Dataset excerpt
>>>>>

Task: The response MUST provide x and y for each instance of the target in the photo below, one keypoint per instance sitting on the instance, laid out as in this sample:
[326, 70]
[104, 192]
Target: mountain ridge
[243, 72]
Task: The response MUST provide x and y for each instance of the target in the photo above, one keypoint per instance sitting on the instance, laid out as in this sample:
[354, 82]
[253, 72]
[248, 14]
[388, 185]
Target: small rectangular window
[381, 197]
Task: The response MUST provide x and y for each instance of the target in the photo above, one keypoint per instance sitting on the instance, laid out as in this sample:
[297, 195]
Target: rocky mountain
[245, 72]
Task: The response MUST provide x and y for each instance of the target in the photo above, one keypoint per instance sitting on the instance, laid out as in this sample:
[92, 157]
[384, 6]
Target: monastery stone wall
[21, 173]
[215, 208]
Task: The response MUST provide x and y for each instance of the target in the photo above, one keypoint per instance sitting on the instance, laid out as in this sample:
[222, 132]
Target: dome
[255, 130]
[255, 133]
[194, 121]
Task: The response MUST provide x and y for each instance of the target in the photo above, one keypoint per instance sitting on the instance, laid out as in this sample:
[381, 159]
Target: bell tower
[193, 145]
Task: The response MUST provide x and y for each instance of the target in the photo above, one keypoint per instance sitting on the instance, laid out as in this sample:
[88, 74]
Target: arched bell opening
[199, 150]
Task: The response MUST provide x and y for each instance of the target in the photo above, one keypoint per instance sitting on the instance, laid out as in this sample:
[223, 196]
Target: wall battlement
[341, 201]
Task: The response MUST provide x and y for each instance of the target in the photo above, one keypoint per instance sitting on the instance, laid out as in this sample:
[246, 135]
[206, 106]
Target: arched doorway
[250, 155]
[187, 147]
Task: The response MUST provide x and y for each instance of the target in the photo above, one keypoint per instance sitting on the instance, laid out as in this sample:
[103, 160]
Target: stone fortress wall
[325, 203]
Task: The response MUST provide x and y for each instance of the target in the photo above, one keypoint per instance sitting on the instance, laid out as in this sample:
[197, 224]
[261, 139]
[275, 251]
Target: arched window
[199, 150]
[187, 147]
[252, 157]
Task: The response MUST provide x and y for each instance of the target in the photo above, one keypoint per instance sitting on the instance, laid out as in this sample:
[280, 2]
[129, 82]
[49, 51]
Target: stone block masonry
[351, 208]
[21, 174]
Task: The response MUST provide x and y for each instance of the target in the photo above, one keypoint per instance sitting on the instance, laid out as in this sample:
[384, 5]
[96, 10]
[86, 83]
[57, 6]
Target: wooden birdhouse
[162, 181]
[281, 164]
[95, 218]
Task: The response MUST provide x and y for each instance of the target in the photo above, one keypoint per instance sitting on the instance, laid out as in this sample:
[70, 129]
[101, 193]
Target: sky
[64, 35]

<<<<<

### WHAT YOU WILL DO
Which lines of the records above contain the string "arched"? Pull out each one in full.

### ANSWER TO THE EXERCISE
Target: arched bell opening
Target: arched doorway
Target: arched window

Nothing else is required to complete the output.